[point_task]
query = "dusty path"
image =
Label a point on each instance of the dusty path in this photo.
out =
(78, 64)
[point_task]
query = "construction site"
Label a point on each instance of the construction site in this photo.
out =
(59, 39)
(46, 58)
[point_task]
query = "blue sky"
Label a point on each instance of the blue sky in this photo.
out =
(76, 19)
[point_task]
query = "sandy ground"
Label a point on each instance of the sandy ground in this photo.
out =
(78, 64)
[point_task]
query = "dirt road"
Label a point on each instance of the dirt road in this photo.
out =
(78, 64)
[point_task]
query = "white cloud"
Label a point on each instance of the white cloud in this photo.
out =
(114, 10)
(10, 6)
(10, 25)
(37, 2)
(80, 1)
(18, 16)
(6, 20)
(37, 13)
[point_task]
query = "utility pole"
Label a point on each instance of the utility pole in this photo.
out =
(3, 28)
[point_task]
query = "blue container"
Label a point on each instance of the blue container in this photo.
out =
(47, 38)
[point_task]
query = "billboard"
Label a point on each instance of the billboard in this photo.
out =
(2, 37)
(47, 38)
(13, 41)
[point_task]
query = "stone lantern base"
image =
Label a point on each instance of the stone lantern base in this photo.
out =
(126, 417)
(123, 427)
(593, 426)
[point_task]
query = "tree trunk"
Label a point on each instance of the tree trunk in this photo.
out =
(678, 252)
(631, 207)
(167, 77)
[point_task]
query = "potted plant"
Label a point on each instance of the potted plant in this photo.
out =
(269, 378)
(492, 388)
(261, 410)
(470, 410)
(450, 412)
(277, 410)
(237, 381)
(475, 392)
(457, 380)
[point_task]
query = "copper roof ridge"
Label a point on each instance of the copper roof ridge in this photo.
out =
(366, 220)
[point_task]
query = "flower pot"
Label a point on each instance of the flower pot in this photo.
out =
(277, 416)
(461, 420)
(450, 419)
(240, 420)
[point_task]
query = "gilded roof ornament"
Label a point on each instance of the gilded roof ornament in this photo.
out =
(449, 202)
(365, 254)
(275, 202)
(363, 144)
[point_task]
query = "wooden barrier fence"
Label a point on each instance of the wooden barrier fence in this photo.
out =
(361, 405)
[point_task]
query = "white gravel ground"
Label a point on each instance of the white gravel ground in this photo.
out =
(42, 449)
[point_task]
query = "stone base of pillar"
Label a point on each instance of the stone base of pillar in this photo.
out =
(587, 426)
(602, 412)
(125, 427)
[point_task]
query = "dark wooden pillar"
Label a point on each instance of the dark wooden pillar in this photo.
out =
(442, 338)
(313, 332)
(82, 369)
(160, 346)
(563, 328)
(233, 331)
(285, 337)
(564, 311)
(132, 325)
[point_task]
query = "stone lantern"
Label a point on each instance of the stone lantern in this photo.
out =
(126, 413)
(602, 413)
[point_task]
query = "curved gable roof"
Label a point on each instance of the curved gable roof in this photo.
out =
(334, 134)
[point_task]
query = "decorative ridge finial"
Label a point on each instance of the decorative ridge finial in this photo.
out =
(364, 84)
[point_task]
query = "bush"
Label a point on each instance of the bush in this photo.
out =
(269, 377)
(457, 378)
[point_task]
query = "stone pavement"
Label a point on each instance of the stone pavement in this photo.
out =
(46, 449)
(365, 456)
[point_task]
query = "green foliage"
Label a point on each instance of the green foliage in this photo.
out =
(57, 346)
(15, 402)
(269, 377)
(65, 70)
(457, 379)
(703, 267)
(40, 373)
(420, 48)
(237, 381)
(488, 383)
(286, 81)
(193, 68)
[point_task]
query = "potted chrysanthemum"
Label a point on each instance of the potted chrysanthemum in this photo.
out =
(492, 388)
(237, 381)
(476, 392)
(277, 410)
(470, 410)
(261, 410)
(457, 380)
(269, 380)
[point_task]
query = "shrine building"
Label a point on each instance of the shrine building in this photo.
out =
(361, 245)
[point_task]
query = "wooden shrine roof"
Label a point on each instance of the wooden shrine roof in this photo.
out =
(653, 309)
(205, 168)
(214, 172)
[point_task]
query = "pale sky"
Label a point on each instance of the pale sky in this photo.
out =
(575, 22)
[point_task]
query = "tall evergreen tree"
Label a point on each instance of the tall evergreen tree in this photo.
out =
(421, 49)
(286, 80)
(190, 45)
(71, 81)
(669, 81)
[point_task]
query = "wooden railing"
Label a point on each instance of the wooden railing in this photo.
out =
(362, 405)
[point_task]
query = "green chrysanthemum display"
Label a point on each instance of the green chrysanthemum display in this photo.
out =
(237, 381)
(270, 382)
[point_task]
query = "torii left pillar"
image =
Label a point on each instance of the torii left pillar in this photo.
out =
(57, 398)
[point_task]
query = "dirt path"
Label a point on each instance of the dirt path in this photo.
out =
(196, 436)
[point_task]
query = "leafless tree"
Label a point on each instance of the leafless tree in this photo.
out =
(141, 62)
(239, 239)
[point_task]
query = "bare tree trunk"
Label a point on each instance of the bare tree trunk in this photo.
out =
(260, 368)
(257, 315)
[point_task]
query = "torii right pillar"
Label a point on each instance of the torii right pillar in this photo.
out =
◇ ◇ ◇ ◇
WHAT YOU WILL DO |
Write out all records exactly, keeping every detail.

FULL RESPONSE |
[point_task]
query = "dusty path"
image =
Label a point on each instance of the dusty path in this photo.
out =
(78, 64)
[point_task]
query = "construction site"
Label a point on each instance of the construction site in this photo.
out =
(59, 39)
(46, 58)
[point_task]
query = "blue sky"
Label a point on each instance of the blue sky in this photo.
out =
(76, 19)
[point_task]
query = "sandy ground"
Label a point on each instance of the sandy ground in this photo.
out =
(78, 64)
[point_task]
query = "dirt road"
Label a point on each instance of the dirt road in this photo.
out =
(78, 64)
[point_task]
query = "white cloud"
Label a point on each instance of the white cloud in this photo.
out =
(114, 10)
(10, 6)
(10, 25)
(37, 2)
(80, 1)
(18, 16)
(6, 20)
(37, 13)
[point_task]
query = "utility pole"
Label a point on each instance of the utility pole in this photo.
out =
(3, 28)
[point_task]
query = "blue container"
Label a point on each instance of the blue container in this photo.
out =
(47, 38)
[point_task]
query = "billboard"
Label a point on each instance of the billboard in this photo.
out =
(2, 37)
(47, 38)
(13, 41)
[point_task]
query = "stone lantern base"
image =
Label a point on each instance of the stone lantern base in this photo.
out =
(126, 417)
(123, 427)
(593, 426)
[point_task]
query = "tree trunk"
Label a point on each instance of the tree trunk in this photo.
out =
(678, 252)
(631, 207)
(167, 77)
[point_task]
query = "potted plant"
Label a point on each instance of the potted plant in this photo.
out =
(269, 378)
(492, 388)
(261, 410)
(470, 410)
(450, 412)
(277, 410)
(237, 381)
(475, 392)
(457, 380)
[point_task]
query = "copper roof ridge"
Label a point on each instance of the copper roof ridge in this photo.
out =
(366, 220)
[point_task]
query = "flower pot"
Label a point on each instance of the flower pot in this photo.
out =
(277, 416)
(461, 420)
(450, 419)
(240, 420)
[point_task]
query = "gilded roof ornament"
Label a point on each instance of the gilded roof ornament in this photo.
out =
(449, 202)
(365, 254)
(275, 202)
(363, 144)
[point_task]
query = "wooden barrier fence"
Label a point on each instance of the wooden barrier fence in this photo.
out =
(361, 405)
[point_task]
query = "white gravel ground"
Label a point on each instance of the white gravel ground in this photo.
out =
(42, 449)
[point_task]
query = "stone base of pillar"
Label a point on each instance of the stone base of pillar in this photo.
out =
(587, 426)
(602, 412)
(125, 427)
[point_task]
query = "dark wooden pillar"
Label a point on each instance of the dark wooden pillar in this photo.
out =
(442, 338)
(313, 332)
(82, 369)
(160, 346)
(563, 328)
(233, 331)
(285, 337)
(564, 311)
(132, 325)
[point_task]
query = "stone lantern"
Label a point on each instance of the stone lantern in this photo.
out =
(126, 413)
(602, 413)
[point_task]
query = "curved gable roof"
Label a point on each instance of the curved gable roof in this photo.
out =
(334, 134)
[point_task]
query = "decorative ridge finial"
Label a point on each instance of the decorative ridge finial in this photo.
out =
(364, 84)
[point_task]
query = "bush"
Label a point on each instance of the bush in this photo.
out =
(269, 377)
(457, 378)
[point_task]
query = "stone pavement"
Label a point on each instance of the stone pavement in this photo.
out =
(46, 449)
(365, 456)
[point_task]
query = "green foliage"
Label a point on each instance of the green foliage in this photo.
out =
(57, 346)
(15, 402)
(269, 377)
(65, 70)
(457, 379)
(703, 267)
(40, 373)
(420, 48)
(237, 381)
(488, 383)
(286, 81)
(193, 68)
[point_task]
query = "potted chrysanthemum"
Label a point on each instance of the potted chrysanthemum in this photo.
out =
(492, 388)
(237, 381)
(476, 392)
(277, 410)
(470, 410)
(261, 410)
(457, 380)
(269, 380)
[point_task]
query = "shrine building"
Label a point on each instance of the shrine building in this photo.
out =
(361, 245)
[point_task]
query = "wooden shrine roof"
Label a point on each instance of the wooden shrine roof in this photo.
out =
(653, 309)
(205, 168)
(214, 172)
[point_task]
query = "pale sky"
Label a point on each instance of the pale sky in this photo.
out =
(575, 22)
[point_task]
query = "tall evergreen tree"
Label a point on each instance of the tall evergreen tree in this photo.
out =
(421, 49)
(286, 80)
(190, 45)
(71, 81)
(669, 81)
[point_task]
query = "wooden railing"
Label a point on each instance of the wooden railing in this photo.
out =
(362, 405)
[point_task]
query = "green chrysanthemum display"
Label a point on each instance of the green chrysanthemum display in this photo.
out =
(237, 381)
(270, 382)
[point_task]
query = "torii left pillar"
image =
Label a point on each instance of the torii left pillar in this photo.
out =
(57, 398)
[point_task]
query = "dirt path"
Label a point on each instance of the dirt path in this photo.
out =
(196, 436)
[point_task]
query = "leafless tree"
Label a point on each instance of the leafless tree in this photo.
out =
(141, 62)
(239, 239)
[point_task]
query = "bare tree trunk"
Label a point on each instance of the bare tree trunk in this photo.
out =
(260, 368)
(257, 315)
[point_task]
query = "torii right pillar"
Label a point on each instance of the torii right pillar in this photo.
out =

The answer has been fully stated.